*** Opening of Data to use ***

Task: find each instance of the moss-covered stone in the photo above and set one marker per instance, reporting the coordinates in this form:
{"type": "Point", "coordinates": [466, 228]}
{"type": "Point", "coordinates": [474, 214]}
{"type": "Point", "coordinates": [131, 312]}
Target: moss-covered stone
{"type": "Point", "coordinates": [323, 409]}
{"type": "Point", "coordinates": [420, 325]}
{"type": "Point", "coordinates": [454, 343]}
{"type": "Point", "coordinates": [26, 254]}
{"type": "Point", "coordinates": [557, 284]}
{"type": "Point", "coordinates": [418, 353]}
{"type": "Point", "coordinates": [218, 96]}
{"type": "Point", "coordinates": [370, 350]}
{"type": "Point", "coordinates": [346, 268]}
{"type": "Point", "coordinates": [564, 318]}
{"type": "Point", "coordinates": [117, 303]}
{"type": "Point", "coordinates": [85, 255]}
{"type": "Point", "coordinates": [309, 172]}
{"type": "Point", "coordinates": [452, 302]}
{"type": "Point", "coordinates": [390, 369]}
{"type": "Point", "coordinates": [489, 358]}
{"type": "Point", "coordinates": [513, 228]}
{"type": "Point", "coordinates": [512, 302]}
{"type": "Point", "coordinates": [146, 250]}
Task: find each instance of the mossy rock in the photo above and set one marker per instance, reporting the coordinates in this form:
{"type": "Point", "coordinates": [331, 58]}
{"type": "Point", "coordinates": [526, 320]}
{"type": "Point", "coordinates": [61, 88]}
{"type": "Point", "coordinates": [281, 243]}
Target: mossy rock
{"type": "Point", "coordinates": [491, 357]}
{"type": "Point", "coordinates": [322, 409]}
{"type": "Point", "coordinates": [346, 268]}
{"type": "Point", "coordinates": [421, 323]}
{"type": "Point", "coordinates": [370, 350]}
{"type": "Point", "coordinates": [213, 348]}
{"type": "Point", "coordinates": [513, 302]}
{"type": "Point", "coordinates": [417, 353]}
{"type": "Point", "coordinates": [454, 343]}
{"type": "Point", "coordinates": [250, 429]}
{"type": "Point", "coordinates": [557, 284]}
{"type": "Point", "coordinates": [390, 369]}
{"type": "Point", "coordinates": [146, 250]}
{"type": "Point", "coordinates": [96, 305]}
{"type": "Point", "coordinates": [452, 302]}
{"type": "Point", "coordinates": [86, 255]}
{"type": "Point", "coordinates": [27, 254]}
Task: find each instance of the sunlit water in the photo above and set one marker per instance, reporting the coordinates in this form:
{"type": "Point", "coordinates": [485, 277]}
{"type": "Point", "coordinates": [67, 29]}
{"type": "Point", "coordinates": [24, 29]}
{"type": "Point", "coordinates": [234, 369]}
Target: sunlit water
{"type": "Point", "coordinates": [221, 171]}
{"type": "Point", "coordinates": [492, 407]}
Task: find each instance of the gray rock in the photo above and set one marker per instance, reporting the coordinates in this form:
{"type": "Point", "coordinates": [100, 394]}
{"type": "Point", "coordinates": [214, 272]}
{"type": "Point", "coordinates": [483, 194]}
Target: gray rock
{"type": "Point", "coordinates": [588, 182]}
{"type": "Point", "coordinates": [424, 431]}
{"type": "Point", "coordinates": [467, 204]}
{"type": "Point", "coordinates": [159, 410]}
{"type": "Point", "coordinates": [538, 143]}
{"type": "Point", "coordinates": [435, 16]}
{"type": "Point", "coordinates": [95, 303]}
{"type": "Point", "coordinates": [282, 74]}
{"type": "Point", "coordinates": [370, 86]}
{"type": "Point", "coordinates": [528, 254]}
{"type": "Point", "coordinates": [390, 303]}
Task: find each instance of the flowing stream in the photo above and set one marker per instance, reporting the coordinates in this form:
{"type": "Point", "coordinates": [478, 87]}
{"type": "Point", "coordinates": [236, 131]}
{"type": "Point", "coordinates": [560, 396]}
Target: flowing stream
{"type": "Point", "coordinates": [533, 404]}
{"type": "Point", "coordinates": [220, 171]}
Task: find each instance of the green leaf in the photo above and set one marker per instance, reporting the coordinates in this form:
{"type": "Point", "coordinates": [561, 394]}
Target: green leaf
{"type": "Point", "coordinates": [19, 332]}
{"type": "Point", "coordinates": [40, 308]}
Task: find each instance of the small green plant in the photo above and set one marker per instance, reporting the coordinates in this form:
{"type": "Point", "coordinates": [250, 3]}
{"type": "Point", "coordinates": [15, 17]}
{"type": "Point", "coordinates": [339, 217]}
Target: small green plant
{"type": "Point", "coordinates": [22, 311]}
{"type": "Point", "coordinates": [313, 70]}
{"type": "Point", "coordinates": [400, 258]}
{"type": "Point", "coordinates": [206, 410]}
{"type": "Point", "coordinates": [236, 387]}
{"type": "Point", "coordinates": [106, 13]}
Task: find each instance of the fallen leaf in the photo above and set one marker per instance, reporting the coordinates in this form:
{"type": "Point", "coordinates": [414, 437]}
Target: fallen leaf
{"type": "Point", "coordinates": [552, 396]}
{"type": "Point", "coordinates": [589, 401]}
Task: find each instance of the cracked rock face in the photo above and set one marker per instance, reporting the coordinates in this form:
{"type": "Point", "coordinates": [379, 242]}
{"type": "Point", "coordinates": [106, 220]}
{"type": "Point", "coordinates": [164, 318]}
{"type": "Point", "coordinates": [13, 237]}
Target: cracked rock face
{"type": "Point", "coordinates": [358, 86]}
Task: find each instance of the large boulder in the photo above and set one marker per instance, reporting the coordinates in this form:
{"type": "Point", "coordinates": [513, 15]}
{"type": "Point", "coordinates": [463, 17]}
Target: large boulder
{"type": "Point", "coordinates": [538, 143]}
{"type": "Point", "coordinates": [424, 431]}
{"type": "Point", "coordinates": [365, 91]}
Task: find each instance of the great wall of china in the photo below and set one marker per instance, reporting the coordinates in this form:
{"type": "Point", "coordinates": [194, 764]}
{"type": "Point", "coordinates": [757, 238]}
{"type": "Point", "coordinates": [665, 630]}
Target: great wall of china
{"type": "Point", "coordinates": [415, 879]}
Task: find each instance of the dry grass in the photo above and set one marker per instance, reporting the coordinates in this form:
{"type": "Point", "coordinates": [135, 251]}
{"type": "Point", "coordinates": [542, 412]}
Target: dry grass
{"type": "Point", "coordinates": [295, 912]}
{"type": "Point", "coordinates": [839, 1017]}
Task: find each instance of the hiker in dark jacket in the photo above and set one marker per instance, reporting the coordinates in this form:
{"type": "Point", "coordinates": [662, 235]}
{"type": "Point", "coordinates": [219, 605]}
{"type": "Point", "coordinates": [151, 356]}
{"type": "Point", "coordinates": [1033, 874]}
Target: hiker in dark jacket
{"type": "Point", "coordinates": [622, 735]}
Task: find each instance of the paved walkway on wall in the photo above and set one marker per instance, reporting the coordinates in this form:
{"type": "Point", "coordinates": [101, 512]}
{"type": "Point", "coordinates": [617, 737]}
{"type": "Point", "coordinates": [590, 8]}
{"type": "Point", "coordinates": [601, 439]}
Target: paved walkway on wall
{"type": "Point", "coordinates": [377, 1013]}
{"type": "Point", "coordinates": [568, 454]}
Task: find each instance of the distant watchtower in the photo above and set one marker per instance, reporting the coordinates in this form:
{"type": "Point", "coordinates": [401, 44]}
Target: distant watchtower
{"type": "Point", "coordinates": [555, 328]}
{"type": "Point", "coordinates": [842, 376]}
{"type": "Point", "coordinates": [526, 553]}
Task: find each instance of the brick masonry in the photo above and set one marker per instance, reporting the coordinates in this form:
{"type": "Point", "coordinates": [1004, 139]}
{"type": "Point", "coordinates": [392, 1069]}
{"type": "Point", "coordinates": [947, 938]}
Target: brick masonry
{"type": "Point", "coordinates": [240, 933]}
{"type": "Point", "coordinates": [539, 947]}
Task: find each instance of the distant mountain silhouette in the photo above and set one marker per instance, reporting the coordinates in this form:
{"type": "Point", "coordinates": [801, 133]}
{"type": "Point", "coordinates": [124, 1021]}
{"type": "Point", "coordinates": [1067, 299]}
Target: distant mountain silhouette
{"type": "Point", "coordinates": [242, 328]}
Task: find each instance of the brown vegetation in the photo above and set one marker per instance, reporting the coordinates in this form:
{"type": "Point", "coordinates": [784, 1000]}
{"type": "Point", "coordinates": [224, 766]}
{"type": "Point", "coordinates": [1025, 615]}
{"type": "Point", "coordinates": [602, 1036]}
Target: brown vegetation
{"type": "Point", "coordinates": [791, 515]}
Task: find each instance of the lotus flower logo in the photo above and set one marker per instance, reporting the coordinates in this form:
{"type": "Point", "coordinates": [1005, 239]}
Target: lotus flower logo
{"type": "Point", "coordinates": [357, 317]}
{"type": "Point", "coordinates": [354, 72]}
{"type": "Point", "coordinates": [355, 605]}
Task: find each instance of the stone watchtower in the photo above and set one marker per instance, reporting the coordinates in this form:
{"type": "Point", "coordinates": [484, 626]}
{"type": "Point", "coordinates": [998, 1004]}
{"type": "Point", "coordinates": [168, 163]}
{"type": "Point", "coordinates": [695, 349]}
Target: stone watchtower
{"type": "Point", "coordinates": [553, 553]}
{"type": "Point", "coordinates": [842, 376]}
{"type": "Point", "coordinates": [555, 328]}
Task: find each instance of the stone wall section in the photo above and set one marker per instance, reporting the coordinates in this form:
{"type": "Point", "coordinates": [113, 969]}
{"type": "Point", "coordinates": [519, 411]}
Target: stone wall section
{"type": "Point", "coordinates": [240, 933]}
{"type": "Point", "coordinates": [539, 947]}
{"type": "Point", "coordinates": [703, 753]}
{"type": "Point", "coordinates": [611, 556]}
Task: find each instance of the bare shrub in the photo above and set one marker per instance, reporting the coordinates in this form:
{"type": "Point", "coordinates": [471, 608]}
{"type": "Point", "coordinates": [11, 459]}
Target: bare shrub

*** Close of Data to use ***

▶ _Exercise requirements_
How many of the lines in the records above include the word "shrub"? State that number alone.

▶ _Solution_
2